§ Instructions to follow:
Give back exactly the lines that run from the line containing "Target: eyeglasses" through the end of the listing below. Leave out every other line.

§ Material provided:

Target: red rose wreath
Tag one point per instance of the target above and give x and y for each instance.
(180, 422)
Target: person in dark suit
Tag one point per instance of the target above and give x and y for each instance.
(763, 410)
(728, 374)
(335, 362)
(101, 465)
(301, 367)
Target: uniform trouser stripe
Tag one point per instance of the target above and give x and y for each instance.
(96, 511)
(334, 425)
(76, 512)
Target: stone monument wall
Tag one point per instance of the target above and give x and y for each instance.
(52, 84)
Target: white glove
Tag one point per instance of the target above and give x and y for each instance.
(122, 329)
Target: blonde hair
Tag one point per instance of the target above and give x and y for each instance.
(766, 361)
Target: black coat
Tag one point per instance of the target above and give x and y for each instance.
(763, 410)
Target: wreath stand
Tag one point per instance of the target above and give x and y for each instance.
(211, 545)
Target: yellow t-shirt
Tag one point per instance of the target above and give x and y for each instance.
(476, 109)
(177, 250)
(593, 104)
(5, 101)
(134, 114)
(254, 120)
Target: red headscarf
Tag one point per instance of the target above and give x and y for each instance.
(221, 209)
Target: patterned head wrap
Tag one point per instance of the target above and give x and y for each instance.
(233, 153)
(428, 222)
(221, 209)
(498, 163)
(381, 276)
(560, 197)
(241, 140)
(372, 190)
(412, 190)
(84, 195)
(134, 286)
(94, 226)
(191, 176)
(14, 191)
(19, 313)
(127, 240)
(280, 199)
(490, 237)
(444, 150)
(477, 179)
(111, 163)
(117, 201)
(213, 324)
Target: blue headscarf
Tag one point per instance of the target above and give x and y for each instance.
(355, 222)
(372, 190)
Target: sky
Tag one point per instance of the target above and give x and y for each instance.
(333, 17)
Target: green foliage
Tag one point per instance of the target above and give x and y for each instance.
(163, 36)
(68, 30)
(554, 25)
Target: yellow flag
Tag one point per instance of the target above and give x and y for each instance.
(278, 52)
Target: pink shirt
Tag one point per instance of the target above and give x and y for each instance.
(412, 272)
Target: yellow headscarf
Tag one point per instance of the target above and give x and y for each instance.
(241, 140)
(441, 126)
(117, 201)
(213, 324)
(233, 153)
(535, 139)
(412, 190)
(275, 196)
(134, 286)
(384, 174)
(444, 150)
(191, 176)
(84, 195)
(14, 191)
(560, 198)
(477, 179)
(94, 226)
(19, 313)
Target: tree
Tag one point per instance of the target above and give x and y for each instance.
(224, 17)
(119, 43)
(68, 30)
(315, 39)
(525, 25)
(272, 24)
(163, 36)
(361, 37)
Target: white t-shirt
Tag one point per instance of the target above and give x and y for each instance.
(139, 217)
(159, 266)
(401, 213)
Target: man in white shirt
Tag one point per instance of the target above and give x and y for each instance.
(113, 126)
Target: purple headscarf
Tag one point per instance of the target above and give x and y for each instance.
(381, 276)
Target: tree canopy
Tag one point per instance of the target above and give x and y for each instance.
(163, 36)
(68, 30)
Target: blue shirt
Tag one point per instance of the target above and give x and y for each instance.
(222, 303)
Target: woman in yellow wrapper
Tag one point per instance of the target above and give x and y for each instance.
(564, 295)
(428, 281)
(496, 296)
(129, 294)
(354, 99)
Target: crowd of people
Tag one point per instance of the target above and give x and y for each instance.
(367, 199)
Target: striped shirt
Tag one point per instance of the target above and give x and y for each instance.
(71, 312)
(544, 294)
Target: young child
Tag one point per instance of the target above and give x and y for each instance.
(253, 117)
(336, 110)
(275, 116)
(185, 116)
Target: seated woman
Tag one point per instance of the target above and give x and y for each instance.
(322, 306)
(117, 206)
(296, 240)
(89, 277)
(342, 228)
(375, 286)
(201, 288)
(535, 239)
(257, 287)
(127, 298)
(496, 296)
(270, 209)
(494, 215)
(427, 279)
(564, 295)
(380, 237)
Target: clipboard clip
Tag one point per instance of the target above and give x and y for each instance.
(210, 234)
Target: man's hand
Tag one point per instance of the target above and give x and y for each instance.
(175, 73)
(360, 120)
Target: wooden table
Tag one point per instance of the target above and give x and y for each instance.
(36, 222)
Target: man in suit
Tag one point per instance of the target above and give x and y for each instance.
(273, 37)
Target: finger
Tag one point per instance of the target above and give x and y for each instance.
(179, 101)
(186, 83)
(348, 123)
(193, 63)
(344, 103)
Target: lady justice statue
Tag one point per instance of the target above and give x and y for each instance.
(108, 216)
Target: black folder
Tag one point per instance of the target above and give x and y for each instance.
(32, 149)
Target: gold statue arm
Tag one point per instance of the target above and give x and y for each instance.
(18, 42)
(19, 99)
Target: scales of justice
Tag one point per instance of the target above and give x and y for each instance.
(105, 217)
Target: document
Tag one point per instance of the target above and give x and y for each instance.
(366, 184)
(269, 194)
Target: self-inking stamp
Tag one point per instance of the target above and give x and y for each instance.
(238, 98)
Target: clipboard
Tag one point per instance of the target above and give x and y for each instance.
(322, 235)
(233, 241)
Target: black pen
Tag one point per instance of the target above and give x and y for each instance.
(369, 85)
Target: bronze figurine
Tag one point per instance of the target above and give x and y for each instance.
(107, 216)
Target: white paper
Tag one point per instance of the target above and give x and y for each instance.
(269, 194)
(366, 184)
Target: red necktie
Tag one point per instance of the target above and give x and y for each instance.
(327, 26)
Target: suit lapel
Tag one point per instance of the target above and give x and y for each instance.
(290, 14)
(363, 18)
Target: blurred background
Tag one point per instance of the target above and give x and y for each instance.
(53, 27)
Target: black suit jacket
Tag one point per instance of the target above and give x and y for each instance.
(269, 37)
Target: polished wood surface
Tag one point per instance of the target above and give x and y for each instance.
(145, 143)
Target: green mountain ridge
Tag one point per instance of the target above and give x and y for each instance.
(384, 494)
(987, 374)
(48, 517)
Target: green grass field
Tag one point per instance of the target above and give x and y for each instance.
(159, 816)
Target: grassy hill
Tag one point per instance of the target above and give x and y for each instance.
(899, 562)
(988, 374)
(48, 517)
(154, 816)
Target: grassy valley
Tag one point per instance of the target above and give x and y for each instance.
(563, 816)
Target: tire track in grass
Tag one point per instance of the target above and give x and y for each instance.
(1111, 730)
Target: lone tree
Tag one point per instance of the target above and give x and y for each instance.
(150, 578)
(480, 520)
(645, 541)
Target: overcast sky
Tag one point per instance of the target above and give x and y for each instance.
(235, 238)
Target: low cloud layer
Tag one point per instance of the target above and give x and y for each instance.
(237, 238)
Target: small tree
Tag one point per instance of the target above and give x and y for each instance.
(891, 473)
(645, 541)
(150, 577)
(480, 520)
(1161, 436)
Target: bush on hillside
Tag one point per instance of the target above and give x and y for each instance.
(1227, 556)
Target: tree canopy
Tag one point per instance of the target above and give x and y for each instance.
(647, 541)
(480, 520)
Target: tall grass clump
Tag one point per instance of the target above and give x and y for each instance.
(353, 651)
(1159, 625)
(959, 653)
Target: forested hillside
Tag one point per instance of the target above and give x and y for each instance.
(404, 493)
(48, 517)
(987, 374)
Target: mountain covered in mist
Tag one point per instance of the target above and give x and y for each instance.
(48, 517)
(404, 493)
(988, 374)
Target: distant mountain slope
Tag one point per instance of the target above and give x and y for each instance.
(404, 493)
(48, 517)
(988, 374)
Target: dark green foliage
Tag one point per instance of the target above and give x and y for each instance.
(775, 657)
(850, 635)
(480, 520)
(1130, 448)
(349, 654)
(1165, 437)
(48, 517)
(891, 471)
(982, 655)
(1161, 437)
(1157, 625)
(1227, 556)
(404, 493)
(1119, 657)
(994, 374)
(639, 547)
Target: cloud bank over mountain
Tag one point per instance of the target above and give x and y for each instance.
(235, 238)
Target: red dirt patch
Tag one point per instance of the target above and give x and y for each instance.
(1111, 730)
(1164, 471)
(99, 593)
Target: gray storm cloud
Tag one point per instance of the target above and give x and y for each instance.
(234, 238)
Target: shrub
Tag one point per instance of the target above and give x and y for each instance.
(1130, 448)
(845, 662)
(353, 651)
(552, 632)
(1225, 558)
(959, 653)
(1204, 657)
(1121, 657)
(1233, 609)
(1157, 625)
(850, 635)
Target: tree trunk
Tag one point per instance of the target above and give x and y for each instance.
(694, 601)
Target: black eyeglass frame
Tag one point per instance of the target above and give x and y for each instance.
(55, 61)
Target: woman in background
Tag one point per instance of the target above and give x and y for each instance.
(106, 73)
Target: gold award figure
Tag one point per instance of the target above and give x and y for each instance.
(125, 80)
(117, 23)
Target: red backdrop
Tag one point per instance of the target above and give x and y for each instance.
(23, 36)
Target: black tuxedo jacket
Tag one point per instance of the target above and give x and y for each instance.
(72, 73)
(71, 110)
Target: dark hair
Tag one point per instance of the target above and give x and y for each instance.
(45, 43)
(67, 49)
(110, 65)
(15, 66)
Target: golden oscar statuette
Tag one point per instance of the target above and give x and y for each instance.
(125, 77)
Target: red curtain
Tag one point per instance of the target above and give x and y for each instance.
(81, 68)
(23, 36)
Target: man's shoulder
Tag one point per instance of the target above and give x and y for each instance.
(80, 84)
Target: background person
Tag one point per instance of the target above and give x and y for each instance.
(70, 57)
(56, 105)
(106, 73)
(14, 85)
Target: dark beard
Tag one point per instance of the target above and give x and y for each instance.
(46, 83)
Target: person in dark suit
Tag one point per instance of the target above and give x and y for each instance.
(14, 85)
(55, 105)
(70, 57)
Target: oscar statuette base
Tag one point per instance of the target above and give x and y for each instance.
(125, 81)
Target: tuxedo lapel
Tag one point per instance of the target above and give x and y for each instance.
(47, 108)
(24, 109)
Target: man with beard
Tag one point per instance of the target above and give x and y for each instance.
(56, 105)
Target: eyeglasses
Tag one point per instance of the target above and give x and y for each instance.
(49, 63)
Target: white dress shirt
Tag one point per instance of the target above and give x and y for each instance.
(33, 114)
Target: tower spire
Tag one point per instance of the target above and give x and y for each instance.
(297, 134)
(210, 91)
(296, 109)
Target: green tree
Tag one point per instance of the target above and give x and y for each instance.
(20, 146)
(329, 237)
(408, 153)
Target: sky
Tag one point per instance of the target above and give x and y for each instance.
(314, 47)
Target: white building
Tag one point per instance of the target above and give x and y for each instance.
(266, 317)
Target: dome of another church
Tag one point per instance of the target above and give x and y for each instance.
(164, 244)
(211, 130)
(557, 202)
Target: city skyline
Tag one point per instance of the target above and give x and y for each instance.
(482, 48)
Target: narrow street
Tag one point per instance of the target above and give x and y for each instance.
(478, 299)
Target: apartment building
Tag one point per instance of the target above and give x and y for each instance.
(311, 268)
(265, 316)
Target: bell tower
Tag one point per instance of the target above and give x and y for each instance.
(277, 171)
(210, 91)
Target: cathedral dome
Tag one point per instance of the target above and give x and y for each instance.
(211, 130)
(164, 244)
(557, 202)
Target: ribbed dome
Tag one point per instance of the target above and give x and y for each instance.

§ Output for this task:
Target: eyeglasses
Tag one point per instance of the target above and give x and y for each instance.
(49, 63)
Target: white dress shirt
Tag one point per instance of the target above and give x and y for each instance.
(33, 114)
Target: tower spire
Tag one point per instance of the target above and give x and y for each instance.
(297, 134)
(210, 91)
(296, 109)
Target: green tree
Tag one point per instance of the target above and give x and y for each instance.
(20, 146)
(329, 237)
(408, 153)
Target: sky
Tag one point per instance of the target above and give x and y for each instance.
(314, 47)
Target: white building
Tag one point per instance of the target above and give x and y for each instance.
(266, 317)
Target: dome of another church
Tag one point per instance of the target above and give x and y for each instance.
(164, 244)
(211, 130)
(557, 202)
Target: city skyline
Tag one point per instance of the target above and give x and y for each instance.
(482, 48)
Target: narrow street
Tag one point per instance of the target above and give x and y for each instance.
(478, 299)
Target: apartment building
Tag one point per instance of the target above and give x and y for each instance.
(311, 268)
(265, 316)
Target: bell tower
Tag one point per instance of the target above and give x and y for each instance.
(277, 171)
(210, 91)
Target: cathedral dome
Tag one point per instance of the target above and give x and y for each instance.
(211, 130)
(164, 244)
(557, 202)
Target: ribbed dome
Tag one point per instance of the target above and give x and y for each instance.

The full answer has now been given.